• TASK:
Output the entries exactly as they appear. Pictures should not be included.

■ ■ ■ ■

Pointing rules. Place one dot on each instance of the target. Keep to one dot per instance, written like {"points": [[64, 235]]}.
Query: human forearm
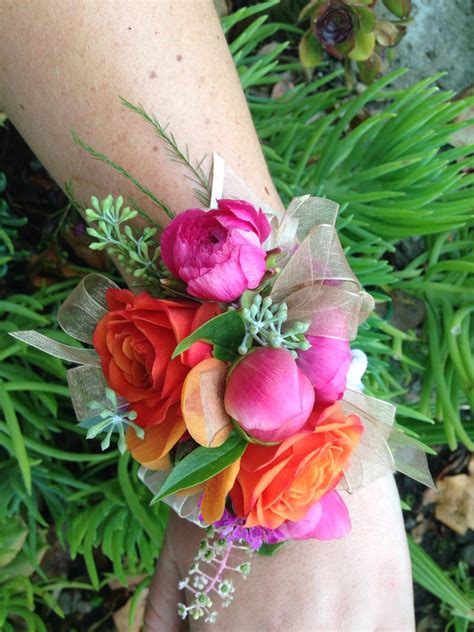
{"points": [[66, 63]]}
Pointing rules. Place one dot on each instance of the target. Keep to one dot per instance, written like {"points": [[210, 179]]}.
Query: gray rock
{"points": [[441, 38]]}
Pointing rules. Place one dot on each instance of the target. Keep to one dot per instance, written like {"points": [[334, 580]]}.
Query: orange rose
{"points": [[135, 340], [282, 482]]}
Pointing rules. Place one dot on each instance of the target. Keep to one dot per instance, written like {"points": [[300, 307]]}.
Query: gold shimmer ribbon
{"points": [[78, 316]]}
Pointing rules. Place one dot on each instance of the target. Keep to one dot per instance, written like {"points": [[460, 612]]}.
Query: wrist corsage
{"points": [[230, 378]]}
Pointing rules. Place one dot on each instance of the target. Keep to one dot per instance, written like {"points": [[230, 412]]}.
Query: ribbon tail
{"points": [[77, 355]]}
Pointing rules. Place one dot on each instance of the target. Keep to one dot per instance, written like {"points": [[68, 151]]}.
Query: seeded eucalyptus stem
{"points": [[264, 321], [138, 253]]}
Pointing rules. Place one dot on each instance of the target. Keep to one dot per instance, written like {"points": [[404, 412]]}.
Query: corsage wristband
{"points": [[231, 379]]}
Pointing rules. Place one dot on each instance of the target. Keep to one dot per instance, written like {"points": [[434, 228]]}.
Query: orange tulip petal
{"points": [[215, 494], [202, 403]]}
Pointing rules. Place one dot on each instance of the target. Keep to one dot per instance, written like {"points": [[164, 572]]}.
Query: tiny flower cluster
{"points": [[205, 581]]}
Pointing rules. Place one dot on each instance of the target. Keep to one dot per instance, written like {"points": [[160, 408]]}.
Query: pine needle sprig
{"points": [[199, 176], [141, 187]]}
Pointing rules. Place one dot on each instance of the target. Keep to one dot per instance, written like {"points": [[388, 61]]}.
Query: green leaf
{"points": [[201, 465], [12, 538], [311, 51], [225, 332], [16, 436], [432, 578], [364, 46]]}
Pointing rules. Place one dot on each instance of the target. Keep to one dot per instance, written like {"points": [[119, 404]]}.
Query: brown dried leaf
{"points": [[454, 500]]}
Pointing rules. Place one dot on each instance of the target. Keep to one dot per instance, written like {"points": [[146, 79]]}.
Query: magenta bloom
{"points": [[268, 395], [326, 365], [328, 519], [217, 253]]}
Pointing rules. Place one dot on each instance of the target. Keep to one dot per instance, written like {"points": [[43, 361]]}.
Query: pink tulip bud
{"points": [[326, 365], [327, 519], [268, 395]]}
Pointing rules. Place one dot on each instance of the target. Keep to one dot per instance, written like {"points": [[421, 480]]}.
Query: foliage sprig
{"points": [[264, 321], [199, 176], [113, 419]]}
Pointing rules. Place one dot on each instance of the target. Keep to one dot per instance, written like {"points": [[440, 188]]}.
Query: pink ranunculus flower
{"points": [[268, 395], [326, 365], [328, 519], [217, 253]]}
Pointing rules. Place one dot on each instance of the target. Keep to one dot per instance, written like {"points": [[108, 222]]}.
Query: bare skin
{"points": [[63, 65]]}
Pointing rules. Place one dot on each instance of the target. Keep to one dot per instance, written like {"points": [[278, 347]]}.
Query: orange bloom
{"points": [[282, 482], [135, 340]]}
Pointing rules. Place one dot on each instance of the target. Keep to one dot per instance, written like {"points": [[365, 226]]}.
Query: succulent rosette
{"points": [[351, 30]]}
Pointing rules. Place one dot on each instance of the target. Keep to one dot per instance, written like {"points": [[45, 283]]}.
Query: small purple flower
{"points": [[232, 529]]}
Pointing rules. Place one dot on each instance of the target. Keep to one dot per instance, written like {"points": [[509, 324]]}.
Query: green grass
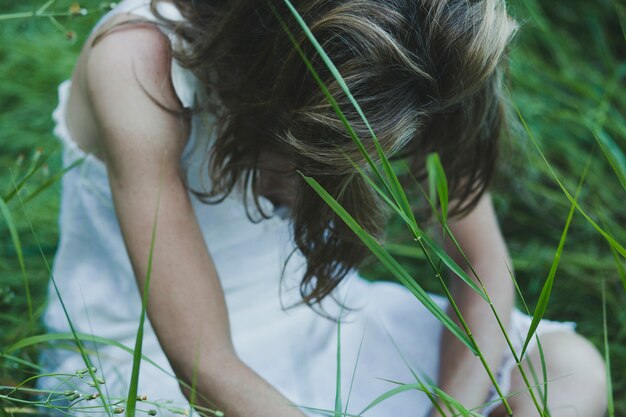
{"points": [[567, 66]]}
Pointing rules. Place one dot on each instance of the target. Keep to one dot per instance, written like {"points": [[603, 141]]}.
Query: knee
{"points": [[569, 356]]}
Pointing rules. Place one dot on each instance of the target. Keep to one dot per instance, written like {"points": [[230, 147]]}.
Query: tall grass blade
{"points": [[53, 179], [79, 345], [392, 265], [546, 291], [37, 162], [572, 200], [438, 185], [356, 362], [6, 213], [395, 187], [57, 337], [613, 154], [131, 402], [338, 406], [607, 356]]}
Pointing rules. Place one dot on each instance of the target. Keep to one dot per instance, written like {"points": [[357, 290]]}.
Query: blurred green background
{"points": [[567, 69]]}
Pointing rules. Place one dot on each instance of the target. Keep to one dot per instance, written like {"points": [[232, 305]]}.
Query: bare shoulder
{"points": [[126, 48], [125, 73]]}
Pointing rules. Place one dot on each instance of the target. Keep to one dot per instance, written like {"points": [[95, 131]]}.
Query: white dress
{"points": [[294, 349]]}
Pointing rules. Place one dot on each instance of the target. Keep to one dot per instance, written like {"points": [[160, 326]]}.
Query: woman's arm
{"points": [[461, 374], [142, 146]]}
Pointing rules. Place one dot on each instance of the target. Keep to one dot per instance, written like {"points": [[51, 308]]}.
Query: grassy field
{"points": [[567, 71]]}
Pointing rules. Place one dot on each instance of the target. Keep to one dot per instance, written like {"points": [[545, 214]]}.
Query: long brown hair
{"points": [[425, 72]]}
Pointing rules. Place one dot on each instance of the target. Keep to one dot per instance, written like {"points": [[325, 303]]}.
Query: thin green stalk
{"points": [[79, 345], [607, 356], [4, 209], [134, 378]]}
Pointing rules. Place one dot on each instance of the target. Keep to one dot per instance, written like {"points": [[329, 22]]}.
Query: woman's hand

■ ■ ■ ■

• SOLUTION TO THIS TASK:
Pointing rules. Place one dot on each instance of the target. Keep to one dot per instance, written like {"points": [[64, 235]]}.
Query: human forearm
{"points": [[66, 63]]}
Pointing rules. Place one dot on each instance of the target. Keep to one dot per instance, written like {"points": [[210, 179]]}.
Query: gray rock
{"points": [[441, 38]]}
Pointing rules. Place one dot on each instance of the target. Keep to one dot per instance, written like {"points": [[334, 580]]}.
Query: orange rose
{"points": [[135, 340], [282, 482]]}
Pointing rules. Place one dot on each instance of the target. Keep to one dot per instance, written like {"points": [[300, 307]]}.
Query: gold shimmer ribbon
{"points": [[78, 316]]}
Pointing rules. Place one dot on each instance of the target. Keep to one dot per instance, written like {"points": [[460, 612]]}.
Query: wrist corsage
{"points": [[230, 378]]}
Pointing rules. Place one dot on each instance of the target. Keep to one dot per instance, written like {"points": [[230, 412]]}.
Query: ribbon tail
{"points": [[77, 355]]}
Pointing rules. Place one dot on each instance of the target. Keep to one dot per instance, written like {"points": [[68, 151]]}.
Query: seeded eucalyptus stem
{"points": [[264, 321], [138, 253]]}
Pointing rules. Place one dot on each instance of the target. Keep to one dot per instance, written like {"points": [[404, 412]]}.
Query: corsage wristband
{"points": [[231, 379]]}
Pointing rules. Place one dot on each instance of the target. Keep to one dot per instance, written like {"points": [[434, 228]]}.
Query: orange tulip petal
{"points": [[215, 494], [202, 403]]}
Pointing rules. Place one dot on each instance of the target. Keep to one dot per instance, written like {"points": [[164, 572]]}.
Query: tiny flower cluster
{"points": [[205, 581]]}
Pointing rules. Place one dot on each instance of the target. Keep to one dot per instance, written like {"points": [[160, 408]]}.
Query: pine needle sprig
{"points": [[199, 176], [141, 187]]}
Pointing rules. Place one dot on each instance of the target. Keep to one dot per instance, written like {"points": [[388, 61]]}.
Query: green leaf
{"points": [[201, 465], [12, 538], [311, 51], [225, 332], [16, 436], [432, 578], [364, 46]]}
Pointing rules. Place one dot on each instance of the target. Keep to one dot per instance, written like {"points": [[119, 404]]}.
Query: brown dried leaf
{"points": [[454, 500]]}
Pointing rules. Place one dot on each instance of the target. Keep to one dot per instance, written like {"points": [[146, 79]]}.
Query: magenta bloom
{"points": [[268, 395], [326, 365], [328, 519], [217, 253]]}
Pointing rules. Place one dot on each instance of the target. Keep to one dot per instance, written like {"points": [[43, 361]]}.
Query: pink tulip bud
{"points": [[326, 365], [327, 519], [268, 395]]}
Pointing rules. Place one dot on each instance of the target. Keep to one dot per instance, written like {"points": [[421, 480]]}.
Query: foliage sprig
{"points": [[264, 321], [199, 176], [113, 419]]}
Pointing rules. Place one dot on each instance of the target. Keep to one dot per instance, written like {"points": [[440, 188]]}.
Query: pink ranunculus flower
{"points": [[268, 395], [326, 365], [328, 519], [217, 253]]}
Pointing rules. Place one dot on each instance of the target. Keep to one dot per instance, written like {"points": [[108, 222]]}.
Query: bare skin
{"points": [[63, 65]]}
Pointing rules. Place one dot on each instance of the target. Keep to one dot per instance, written like {"points": [[278, 347]]}.
Query: orange bloom
{"points": [[282, 482], [135, 340]]}
Pointing rules. Place one dot on each instance of the target. Keep to one dot per instance, written like {"points": [[365, 226]]}.
Query: succulent rosette
{"points": [[351, 30]]}
Pointing rules. Place one dot on each instance of the target. Keep to one dot per instance, written like {"points": [[45, 283]]}.
Query: small purple flower
{"points": [[232, 529]]}
Pointing rules. Place one dot on each instance of the target. Keep to one dot per instance, written like {"points": [[509, 324]]}.
Query: green grass
{"points": [[567, 66]]}
Pointing rules. Place one dot on each instance of the target. Keep to one dot per instance, written like {"points": [[603, 141]]}.
Query: knee
{"points": [[569, 356]]}
Pointing rules. Place one dot on each instance of the target. Keep to one dot per instance, written like {"points": [[230, 147]]}.
Query: tall grass blade
{"points": [[53, 179], [79, 345], [392, 265], [546, 291], [37, 162], [572, 200], [438, 185], [356, 362], [6, 213], [395, 187], [57, 337], [613, 154], [131, 402], [338, 406], [607, 356]]}
Pointing rules. Place one dot on each instance of the target. Keep to one dot per instance, written like {"points": [[357, 290]]}.
Query: blurred green background
{"points": [[567, 69]]}
Pointing rules. Place one dot on each instance of the target. Keep to one dot per instance, written like {"points": [[232, 305]]}.
Query: bare shoulder
{"points": [[126, 48], [125, 73]]}
Pointing rules. Place one dot on each instance of the target. Keep to one dot per instance, written like {"points": [[95, 131]]}.
Query: white dress
{"points": [[294, 349]]}
Pointing rules. Place one dot on each instance of the target. Keep to one dot per instance, written like {"points": [[160, 326]]}.
Query: woman's arm
{"points": [[461, 374], [142, 146]]}
Pointing rules. Place one dot on each instance of the target. Keep to one dot per instance, written like {"points": [[51, 308]]}.
Query: grassy field
{"points": [[567, 71]]}
Pointing rules. Place one dot on each instance of the target. Keep to one dot per instance, written like {"points": [[545, 214]]}.
Query: long brown hair
{"points": [[425, 72]]}
Pointing rules. Place one dot on each instance of the target. Keep to one dot per instance, written like {"points": [[325, 303]]}.
Query: thin green stalk
{"points": [[79, 345], [607, 356], [4, 209], [134, 378]]}
Pointing rules. Place one dot on each instance of the target. Keep to one dot per instance, written like {"points": [[329, 22]]}.
Query: woman's hand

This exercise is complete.